Instructions to follow: Transcribe everything in the data word for word. Pictures are left out.
──────── Input rows ────────
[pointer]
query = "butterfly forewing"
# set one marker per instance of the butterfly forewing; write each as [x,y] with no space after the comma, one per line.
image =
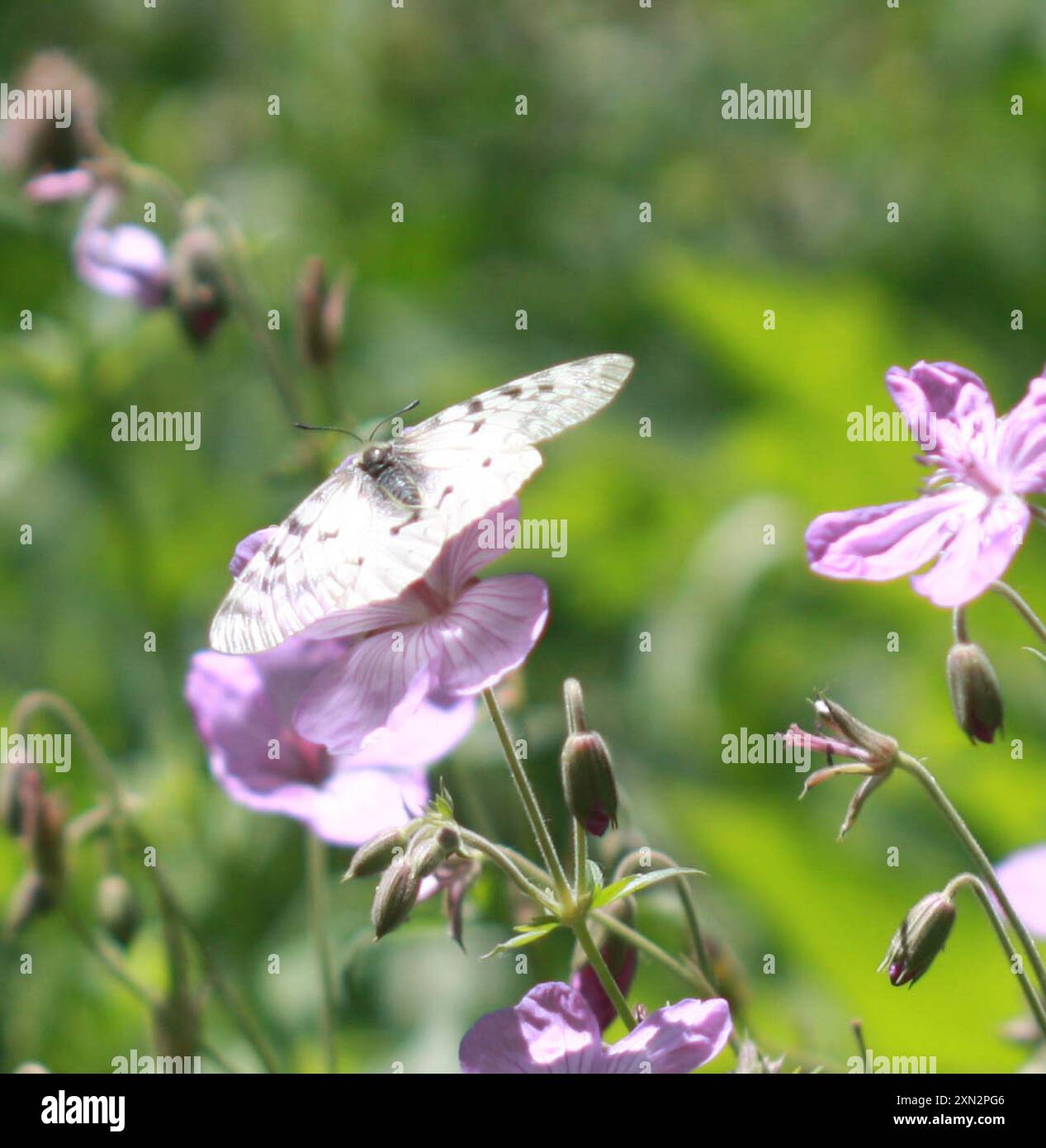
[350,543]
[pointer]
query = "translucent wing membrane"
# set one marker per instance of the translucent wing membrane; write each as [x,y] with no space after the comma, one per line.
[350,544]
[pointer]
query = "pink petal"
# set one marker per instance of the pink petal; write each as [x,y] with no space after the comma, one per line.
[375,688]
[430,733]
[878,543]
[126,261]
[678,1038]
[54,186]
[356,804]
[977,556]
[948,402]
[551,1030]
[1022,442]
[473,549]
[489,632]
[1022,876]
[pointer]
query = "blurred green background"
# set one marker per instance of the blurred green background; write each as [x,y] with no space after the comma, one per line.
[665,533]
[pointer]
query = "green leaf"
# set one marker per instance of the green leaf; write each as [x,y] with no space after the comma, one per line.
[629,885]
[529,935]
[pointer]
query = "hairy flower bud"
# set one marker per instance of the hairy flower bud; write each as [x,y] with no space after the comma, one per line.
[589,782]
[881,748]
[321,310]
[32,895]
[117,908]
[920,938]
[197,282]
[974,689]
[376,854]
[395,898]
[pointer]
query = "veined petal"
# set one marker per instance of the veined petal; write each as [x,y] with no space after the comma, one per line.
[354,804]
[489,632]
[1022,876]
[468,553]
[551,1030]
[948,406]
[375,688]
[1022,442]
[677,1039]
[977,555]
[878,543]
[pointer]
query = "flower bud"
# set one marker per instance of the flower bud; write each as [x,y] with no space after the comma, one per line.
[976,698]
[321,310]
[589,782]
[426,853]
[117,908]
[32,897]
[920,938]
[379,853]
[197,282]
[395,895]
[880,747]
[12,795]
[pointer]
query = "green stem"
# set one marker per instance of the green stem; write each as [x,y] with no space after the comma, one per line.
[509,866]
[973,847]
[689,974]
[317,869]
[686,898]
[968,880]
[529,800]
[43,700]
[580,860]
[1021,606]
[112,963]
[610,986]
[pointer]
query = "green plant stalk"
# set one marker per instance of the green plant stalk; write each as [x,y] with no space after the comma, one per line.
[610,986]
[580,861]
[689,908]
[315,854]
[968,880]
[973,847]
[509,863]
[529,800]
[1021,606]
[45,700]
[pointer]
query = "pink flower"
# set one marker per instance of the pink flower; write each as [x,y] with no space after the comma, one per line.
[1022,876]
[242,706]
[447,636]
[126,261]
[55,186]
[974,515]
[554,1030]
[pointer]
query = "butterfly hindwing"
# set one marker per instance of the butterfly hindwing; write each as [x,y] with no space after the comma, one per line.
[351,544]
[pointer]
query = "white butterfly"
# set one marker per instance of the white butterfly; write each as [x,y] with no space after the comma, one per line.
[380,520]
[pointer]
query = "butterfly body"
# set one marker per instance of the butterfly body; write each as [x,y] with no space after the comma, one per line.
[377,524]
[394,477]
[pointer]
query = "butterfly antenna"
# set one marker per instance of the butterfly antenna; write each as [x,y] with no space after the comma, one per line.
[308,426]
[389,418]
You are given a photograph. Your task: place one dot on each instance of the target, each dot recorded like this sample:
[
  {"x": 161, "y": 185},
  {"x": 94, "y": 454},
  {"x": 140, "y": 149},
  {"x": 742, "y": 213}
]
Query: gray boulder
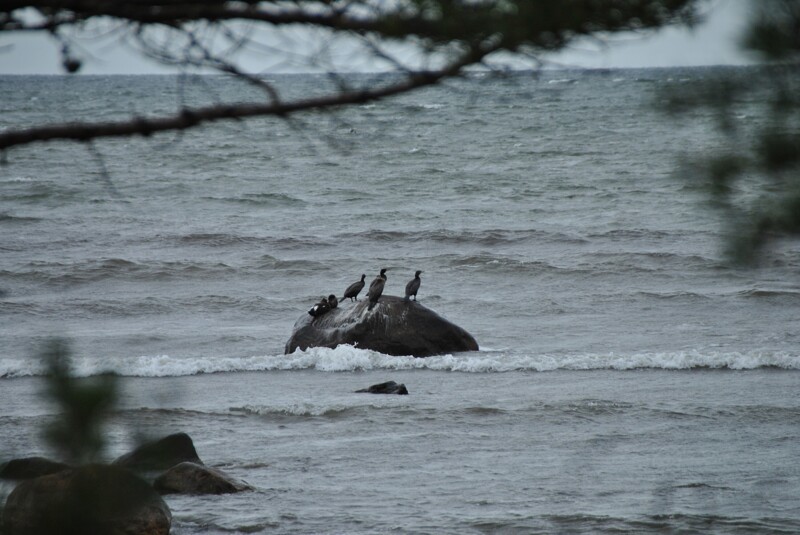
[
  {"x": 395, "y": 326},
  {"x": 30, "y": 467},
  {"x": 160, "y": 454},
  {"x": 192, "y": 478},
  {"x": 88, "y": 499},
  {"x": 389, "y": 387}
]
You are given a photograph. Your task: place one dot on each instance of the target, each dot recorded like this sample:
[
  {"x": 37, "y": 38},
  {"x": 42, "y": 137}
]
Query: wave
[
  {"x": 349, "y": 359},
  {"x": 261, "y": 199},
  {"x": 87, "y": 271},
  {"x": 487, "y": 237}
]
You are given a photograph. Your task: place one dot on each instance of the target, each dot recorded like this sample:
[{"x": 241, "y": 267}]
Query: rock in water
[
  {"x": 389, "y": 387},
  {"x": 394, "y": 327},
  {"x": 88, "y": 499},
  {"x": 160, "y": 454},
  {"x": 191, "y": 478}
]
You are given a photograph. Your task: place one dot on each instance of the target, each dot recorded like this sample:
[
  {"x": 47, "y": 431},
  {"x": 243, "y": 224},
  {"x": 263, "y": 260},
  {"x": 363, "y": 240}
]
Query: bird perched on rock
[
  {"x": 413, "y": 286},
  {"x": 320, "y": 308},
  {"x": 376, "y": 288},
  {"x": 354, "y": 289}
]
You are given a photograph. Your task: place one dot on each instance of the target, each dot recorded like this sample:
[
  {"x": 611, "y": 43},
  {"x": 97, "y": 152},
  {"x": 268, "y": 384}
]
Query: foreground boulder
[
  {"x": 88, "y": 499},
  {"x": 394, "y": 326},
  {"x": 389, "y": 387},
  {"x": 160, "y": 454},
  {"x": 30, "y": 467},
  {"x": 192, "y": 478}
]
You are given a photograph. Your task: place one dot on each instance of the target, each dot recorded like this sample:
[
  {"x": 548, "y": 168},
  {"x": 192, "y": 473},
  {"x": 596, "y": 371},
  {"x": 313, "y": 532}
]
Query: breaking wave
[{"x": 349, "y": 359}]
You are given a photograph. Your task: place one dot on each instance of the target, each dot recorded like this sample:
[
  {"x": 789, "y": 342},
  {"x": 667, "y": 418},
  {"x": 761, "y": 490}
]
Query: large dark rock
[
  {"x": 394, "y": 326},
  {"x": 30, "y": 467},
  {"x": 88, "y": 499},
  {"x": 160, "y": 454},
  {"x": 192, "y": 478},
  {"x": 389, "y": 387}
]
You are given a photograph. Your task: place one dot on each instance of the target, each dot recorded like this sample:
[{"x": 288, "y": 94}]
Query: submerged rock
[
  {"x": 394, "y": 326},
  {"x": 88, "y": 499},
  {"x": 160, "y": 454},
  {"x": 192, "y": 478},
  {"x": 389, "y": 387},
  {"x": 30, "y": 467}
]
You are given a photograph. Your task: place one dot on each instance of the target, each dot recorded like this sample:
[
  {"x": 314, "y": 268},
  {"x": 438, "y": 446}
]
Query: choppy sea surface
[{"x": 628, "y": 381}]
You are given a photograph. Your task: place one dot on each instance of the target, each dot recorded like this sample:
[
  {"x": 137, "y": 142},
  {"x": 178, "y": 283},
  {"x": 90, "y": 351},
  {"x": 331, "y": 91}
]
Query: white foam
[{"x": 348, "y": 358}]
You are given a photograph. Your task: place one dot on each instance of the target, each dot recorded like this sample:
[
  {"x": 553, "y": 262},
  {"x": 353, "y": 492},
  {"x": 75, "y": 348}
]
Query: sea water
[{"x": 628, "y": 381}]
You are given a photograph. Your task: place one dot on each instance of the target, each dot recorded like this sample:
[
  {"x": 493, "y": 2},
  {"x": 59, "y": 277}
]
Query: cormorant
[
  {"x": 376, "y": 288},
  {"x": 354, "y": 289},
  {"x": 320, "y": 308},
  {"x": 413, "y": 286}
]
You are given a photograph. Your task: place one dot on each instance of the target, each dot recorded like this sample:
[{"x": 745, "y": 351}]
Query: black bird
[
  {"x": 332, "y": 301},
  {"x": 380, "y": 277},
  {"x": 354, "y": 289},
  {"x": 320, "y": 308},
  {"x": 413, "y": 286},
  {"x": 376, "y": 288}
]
────────
Solution for this problem:
[pointer]
query = "butterfly forewing"
# set one marker per instance of the butterfly forewing; write each as [x,y] with no space after the comma, one per line.
image =
[350,543]
[pointer]
query = "translucent wing membrane"
# set one marker per instance of the translucent wing membrane; write each as [x,y] with no space after the comma, one per line.
[350,544]
[pointer]
query = "pink petal"
# set one marker per instance of the pink petal; write each as [x,y] with no space after the comma, one per line.
[375,688]
[430,733]
[878,543]
[126,261]
[678,1038]
[54,186]
[356,804]
[977,556]
[948,402]
[551,1030]
[1022,442]
[473,549]
[489,632]
[1022,876]
[pointer]
query = "blurred green background"
# set one marker per instance of the blurred green background; write each as [x,y] with no space after the comma, one per line.
[665,533]
[pointer]
query = "green leaf"
# set one marker per instance of the green leaf; write each as [x,y] with no space after the comma, one per line.
[629,885]
[529,935]
[pointer]
query = "hairy flower bud"
# set one marker per instance of the hairy flower bud; write each as [x,y] with no space after the comma, one per line.
[589,782]
[881,748]
[321,310]
[32,895]
[117,908]
[920,938]
[197,282]
[974,689]
[376,854]
[395,898]
[pointer]
query = "veined petal"
# set one marker per instance of the veined petal; write each as [x,y] with no space after the comma, one per line.
[354,804]
[489,632]
[1022,876]
[468,553]
[551,1030]
[948,406]
[375,688]
[1022,442]
[677,1039]
[977,555]
[878,543]
[pointer]
query = "flower bud"
# set one marker per instance of the flower bud; write each as [x,y] with no space after the comma, one per line.
[976,698]
[321,310]
[589,782]
[426,853]
[117,908]
[32,897]
[920,938]
[379,853]
[197,282]
[395,895]
[880,747]
[12,795]
[pointer]
query = "green stem"
# set one marker per instance of the green stem; write each as [x,y] with no space after the comma, one per line.
[509,866]
[973,847]
[689,974]
[317,869]
[686,898]
[968,880]
[529,800]
[43,700]
[580,860]
[1021,606]
[112,963]
[610,986]
[pointer]
query = "green plant stalk"
# set one marker per instance of the green plant stalk; write each as [x,y] with no space after the comma, one per line.
[610,986]
[580,861]
[689,908]
[315,854]
[968,880]
[973,847]
[509,863]
[529,800]
[1021,606]
[45,700]
[pointer]
query = "pink flower"
# set one marker per instance of the pink flower; write each as [x,y] with no space after the comma, one per line.
[1022,876]
[242,706]
[447,636]
[126,261]
[55,186]
[974,515]
[554,1030]
[pointer]
query = "butterfly hindwing"
# set one marker per instance of the butterfly hindwing; write each as [x,y] with no space after the comma, one per line.
[351,544]
[pointer]
query = "white butterfly"
# set one marker per instance of the white butterfly; write each as [x,y] with no space after the comma, one per line.
[380,520]
[pointer]
query = "butterfly body"
# set one marker per instance of the butterfly body; write each as [x,y] with no space after the comma, one per line.
[377,524]
[394,477]
[pointer]
query = "butterfly antenna"
# set one marker per instance of the butterfly antenna; write each as [x,y] with no space after the comma, one per line.
[308,426]
[389,418]
You are given a photograph. Your task: place one dot on each instance of the target, each dot recorded like this sample:
[
  {"x": 161, "y": 185},
  {"x": 94, "y": 454},
  {"x": 140, "y": 149},
  {"x": 742, "y": 213}
]
Query: gray boulder
[
  {"x": 395, "y": 326},
  {"x": 30, "y": 467},
  {"x": 160, "y": 454},
  {"x": 192, "y": 478},
  {"x": 88, "y": 499},
  {"x": 389, "y": 387}
]
You are given a photograph. Your task: place one dot on each instance of the target, each dot recorded like this sample:
[
  {"x": 37, "y": 38},
  {"x": 42, "y": 137}
]
Query: wave
[
  {"x": 349, "y": 359},
  {"x": 261, "y": 199},
  {"x": 87, "y": 271},
  {"x": 487, "y": 237}
]
You are given a photograph. Your task: place one dot on each instance of the target, each dot recorded like this sample:
[{"x": 241, "y": 267}]
Query: rock in water
[
  {"x": 389, "y": 387},
  {"x": 394, "y": 327},
  {"x": 88, "y": 499},
  {"x": 160, "y": 454},
  {"x": 191, "y": 478}
]
You are given a photograph. Your task: place one dot on each instance of the target, each dot recorded like this sample:
[
  {"x": 47, "y": 431},
  {"x": 243, "y": 224},
  {"x": 263, "y": 260},
  {"x": 363, "y": 240}
]
Query: bird perched on rock
[
  {"x": 413, "y": 286},
  {"x": 320, "y": 308},
  {"x": 376, "y": 288},
  {"x": 354, "y": 289}
]
You are given a photograph. Your task: place one dot on each instance of the target, each dot recorded like this sample:
[
  {"x": 611, "y": 43},
  {"x": 97, "y": 152},
  {"x": 268, "y": 384}
]
Query: foreground boulder
[
  {"x": 88, "y": 499},
  {"x": 394, "y": 326},
  {"x": 389, "y": 387},
  {"x": 160, "y": 454},
  {"x": 30, "y": 467},
  {"x": 192, "y": 478}
]
You are given a photograph. Your task: place one dot on each instance of the target, each dot recorded like this sample:
[
  {"x": 548, "y": 168},
  {"x": 192, "y": 473},
  {"x": 596, "y": 371},
  {"x": 313, "y": 532}
]
Query: breaking wave
[{"x": 349, "y": 359}]
You are given a photograph. Your task: place one dot on each instance of the target, each dot recorded like this sample:
[
  {"x": 789, "y": 342},
  {"x": 667, "y": 418},
  {"x": 761, "y": 490}
]
Query: large dark rock
[
  {"x": 394, "y": 326},
  {"x": 30, "y": 467},
  {"x": 88, "y": 499},
  {"x": 160, "y": 454},
  {"x": 192, "y": 478},
  {"x": 389, "y": 387}
]
You are given a photograph. Your task: place one dot on each instance of the target, each dot recorded like this sample:
[{"x": 288, "y": 94}]
Query: submerged rock
[
  {"x": 394, "y": 326},
  {"x": 88, "y": 499},
  {"x": 160, "y": 454},
  {"x": 192, "y": 478},
  {"x": 389, "y": 387},
  {"x": 30, "y": 467}
]
You are given a photograph. Your task: place one dot on each instance of the target, each dot recorded like this sample:
[
  {"x": 314, "y": 268},
  {"x": 438, "y": 446}
]
Query: choppy sea surface
[{"x": 628, "y": 381}]
You are given a photograph. Your task: place one dot on each instance of the target, each dot recorded like this sample:
[
  {"x": 137, "y": 142},
  {"x": 178, "y": 283},
  {"x": 90, "y": 351},
  {"x": 331, "y": 91}
]
Query: white foam
[{"x": 348, "y": 358}]
You are given a photograph. Your task: place one dot on each instance of the target, each dot recorded like this sample:
[
  {"x": 553, "y": 262},
  {"x": 353, "y": 492},
  {"x": 75, "y": 348}
]
Query: sea water
[{"x": 628, "y": 381}]
You are given a photograph. Your task: place one dot on each instance of the target, each dot recorded like this sample:
[
  {"x": 493, "y": 2},
  {"x": 59, "y": 277}
]
Query: cormorant
[
  {"x": 376, "y": 288},
  {"x": 354, "y": 289},
  {"x": 320, "y": 308},
  {"x": 413, "y": 286}
]
You are given a photograph. Your task: place one dot on each instance of the target, each dot recorded like this sample:
[{"x": 745, "y": 351}]
Query: black bird
[
  {"x": 332, "y": 301},
  {"x": 380, "y": 277},
  {"x": 354, "y": 289},
  {"x": 320, "y": 308},
  {"x": 413, "y": 286},
  {"x": 376, "y": 288}
]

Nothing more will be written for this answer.